Given data:
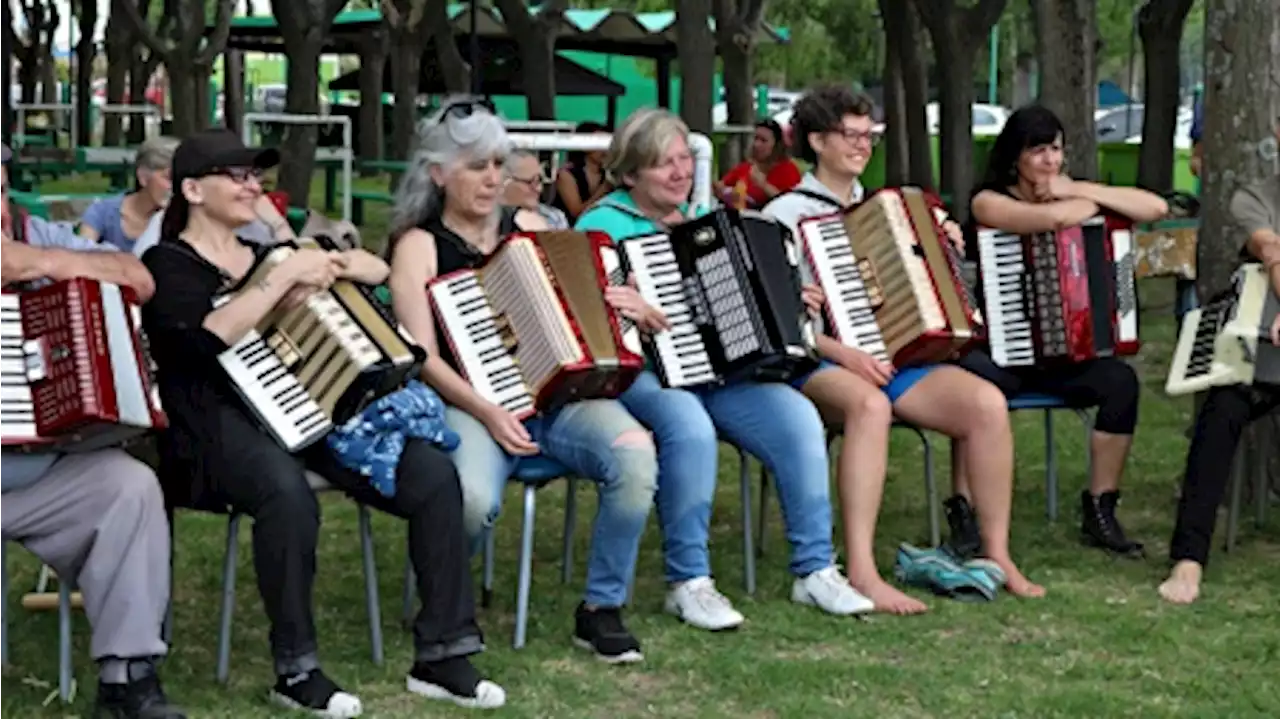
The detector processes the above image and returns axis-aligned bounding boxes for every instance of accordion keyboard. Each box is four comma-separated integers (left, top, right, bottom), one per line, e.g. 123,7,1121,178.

978,230,1036,367
0,293,36,438
431,271,534,416
799,214,888,362
621,234,732,386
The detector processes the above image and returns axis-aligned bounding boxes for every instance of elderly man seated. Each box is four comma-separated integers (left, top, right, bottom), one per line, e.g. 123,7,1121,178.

0,145,184,719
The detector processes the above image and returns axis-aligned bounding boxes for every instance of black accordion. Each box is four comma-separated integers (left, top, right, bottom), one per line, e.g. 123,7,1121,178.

620,209,818,388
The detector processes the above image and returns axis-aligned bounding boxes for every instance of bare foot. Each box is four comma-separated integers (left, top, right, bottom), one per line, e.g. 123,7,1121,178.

992,559,1044,599
1160,559,1204,604
849,576,929,614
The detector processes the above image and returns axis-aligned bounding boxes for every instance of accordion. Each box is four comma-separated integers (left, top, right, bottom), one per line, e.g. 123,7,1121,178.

426,230,644,420
1133,219,1199,280
796,187,982,367
215,238,426,452
618,209,817,386
0,278,168,452
1165,264,1280,397
978,217,1139,367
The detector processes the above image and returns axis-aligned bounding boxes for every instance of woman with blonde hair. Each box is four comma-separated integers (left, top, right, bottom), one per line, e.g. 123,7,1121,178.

388,97,657,664
576,110,872,631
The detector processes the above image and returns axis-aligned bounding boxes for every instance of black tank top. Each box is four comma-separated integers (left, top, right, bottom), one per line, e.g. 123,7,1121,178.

419,207,520,370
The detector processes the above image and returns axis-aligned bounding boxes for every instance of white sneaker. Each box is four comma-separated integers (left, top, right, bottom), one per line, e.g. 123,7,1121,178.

666,577,744,632
791,564,876,617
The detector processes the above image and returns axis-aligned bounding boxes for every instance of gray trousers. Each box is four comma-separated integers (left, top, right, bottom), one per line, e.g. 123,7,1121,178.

0,449,169,660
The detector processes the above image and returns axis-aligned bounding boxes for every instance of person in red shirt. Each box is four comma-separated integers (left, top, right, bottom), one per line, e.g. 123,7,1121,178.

716,120,800,210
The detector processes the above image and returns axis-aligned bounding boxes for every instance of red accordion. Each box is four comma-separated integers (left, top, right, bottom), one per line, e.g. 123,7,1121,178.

428,230,644,418
978,216,1140,367
797,187,983,367
0,278,168,452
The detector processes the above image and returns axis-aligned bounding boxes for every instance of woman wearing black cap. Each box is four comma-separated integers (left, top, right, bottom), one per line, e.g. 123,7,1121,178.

136,130,506,718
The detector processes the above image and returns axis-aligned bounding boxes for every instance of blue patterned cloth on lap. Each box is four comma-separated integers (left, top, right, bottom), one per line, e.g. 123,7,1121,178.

328,380,461,496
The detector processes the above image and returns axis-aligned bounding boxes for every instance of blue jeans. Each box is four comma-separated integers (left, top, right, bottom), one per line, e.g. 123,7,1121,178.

620,371,835,582
444,399,658,606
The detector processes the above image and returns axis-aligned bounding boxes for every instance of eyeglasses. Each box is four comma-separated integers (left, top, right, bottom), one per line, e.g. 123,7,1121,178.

828,127,879,147
442,97,498,120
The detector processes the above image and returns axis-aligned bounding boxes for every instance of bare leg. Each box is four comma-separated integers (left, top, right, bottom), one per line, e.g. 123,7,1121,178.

893,366,1044,597
803,368,927,614
1089,431,1133,496
1160,559,1204,604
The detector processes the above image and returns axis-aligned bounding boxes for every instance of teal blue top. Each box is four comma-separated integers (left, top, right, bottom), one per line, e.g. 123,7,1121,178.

573,189,710,242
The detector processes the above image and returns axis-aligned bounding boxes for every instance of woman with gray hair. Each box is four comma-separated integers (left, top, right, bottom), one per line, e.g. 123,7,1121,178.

576,110,873,631
388,97,658,664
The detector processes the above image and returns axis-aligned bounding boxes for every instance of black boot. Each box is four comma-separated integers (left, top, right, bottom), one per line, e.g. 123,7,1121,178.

1080,490,1143,558
942,494,982,562
93,674,187,719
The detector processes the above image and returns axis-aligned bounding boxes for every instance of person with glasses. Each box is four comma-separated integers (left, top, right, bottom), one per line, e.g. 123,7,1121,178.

388,97,658,664
947,105,1169,558
502,150,568,230
576,110,872,631
142,129,506,719
0,145,186,719
764,86,1044,606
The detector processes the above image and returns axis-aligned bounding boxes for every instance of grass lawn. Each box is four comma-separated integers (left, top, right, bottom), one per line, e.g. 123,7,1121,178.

0,175,1280,719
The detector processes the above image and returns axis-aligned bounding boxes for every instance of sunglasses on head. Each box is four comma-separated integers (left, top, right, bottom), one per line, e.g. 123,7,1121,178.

443,97,498,120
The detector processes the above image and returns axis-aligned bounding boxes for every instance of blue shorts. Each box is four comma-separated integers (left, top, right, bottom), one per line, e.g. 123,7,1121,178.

791,360,937,404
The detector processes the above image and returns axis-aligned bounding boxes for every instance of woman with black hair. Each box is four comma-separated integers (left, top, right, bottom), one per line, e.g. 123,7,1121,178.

716,120,800,210
552,122,612,218
947,105,1169,557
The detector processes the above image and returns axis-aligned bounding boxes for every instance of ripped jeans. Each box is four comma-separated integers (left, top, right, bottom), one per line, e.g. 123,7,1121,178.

445,399,658,606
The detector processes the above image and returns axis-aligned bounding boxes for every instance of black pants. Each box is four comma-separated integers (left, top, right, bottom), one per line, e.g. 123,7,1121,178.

1169,385,1280,565
209,408,484,674
956,351,1139,435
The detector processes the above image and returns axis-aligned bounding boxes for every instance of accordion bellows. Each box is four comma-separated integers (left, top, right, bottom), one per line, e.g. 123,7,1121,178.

426,230,644,418
0,278,168,452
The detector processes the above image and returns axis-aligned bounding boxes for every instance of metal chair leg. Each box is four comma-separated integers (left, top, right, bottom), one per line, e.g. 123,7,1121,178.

1044,409,1057,522
737,449,755,595
561,477,577,585
512,485,538,649
0,540,9,669
215,514,239,684
357,504,383,667
58,577,76,704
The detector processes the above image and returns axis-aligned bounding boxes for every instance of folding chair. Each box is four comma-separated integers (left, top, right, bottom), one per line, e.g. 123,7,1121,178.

737,421,942,595
216,472,383,684
0,540,74,704
1009,391,1093,522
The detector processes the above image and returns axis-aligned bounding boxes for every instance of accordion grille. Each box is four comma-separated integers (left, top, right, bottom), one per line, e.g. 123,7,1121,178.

538,232,618,361
483,237,581,394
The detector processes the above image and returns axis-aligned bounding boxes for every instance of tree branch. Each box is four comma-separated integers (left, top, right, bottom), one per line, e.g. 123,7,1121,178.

196,0,236,68
119,0,174,60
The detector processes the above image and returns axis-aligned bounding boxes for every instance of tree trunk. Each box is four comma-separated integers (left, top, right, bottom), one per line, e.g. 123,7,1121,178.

102,13,128,147
223,50,244,134
356,27,388,160
1032,0,1098,179
676,0,716,136
72,0,97,145
392,31,422,160
1138,0,1193,192
279,39,326,203
1196,0,1280,502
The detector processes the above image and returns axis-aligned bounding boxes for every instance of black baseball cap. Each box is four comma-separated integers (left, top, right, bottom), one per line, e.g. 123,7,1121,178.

173,128,280,184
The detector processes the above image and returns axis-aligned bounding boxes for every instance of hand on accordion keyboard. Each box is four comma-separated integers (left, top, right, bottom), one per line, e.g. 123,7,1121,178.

840,347,893,386
604,275,671,333
479,404,539,457
800,284,827,319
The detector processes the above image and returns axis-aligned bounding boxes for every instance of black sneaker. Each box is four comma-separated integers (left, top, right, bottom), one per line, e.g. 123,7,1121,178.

93,674,187,719
573,603,644,664
404,656,507,709
271,669,364,719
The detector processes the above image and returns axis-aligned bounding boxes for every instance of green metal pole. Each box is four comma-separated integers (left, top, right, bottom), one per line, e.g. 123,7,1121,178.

987,22,1000,105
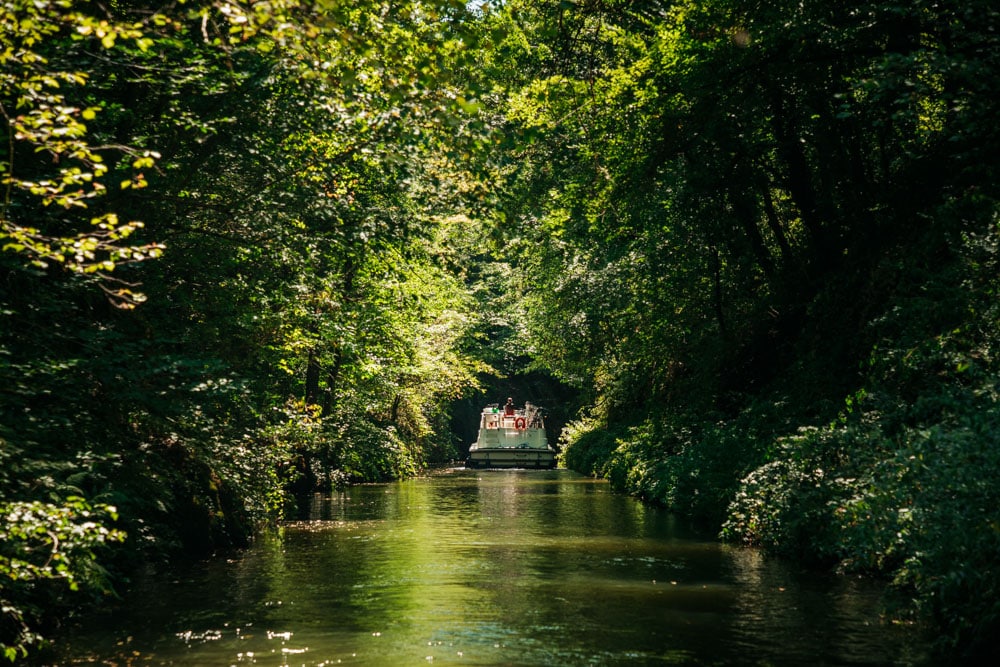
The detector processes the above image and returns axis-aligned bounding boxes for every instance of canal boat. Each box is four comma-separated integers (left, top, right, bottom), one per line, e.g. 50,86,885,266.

465,399,556,468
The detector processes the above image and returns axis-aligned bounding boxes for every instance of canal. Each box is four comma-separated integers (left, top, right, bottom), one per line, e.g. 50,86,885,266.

54,469,926,667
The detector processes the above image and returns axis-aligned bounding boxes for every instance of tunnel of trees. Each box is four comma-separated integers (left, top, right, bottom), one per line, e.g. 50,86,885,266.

0,0,1000,660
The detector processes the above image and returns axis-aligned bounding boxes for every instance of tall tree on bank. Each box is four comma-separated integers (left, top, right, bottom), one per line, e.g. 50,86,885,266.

472,0,1000,648
0,0,484,657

Your task: Swap "detector" for "locator" in everything from the start of the listing down to the line containing "620,209,818,388", and give those lines again with nothing else changed and the pictures left out.

Finished task:
The locator processes the above image and returns axis-aligned bounding boxes for every instance of accordion keyboard. Each box is four comma-separated integers (left, top, right, bottom), one per line, e.g. 123,7,1121,178.

978,230,1036,367
0,293,36,438
431,271,534,416
799,214,888,362
621,234,732,386
The locator processes the above image and returns axis-aligned bounding boxes for every instance of elderly man seated. Each box is four comma-separated integers (left, top, right, bottom), one per line, e.g. 123,7,1121,178.

0,145,184,719
The locator processes the above image and returns axis-aligned bounding boxes for every instance of black accordion. Each box is four comma-separated integers (left, top, right, bottom), one per line, e.g. 123,7,1121,178.

620,209,818,388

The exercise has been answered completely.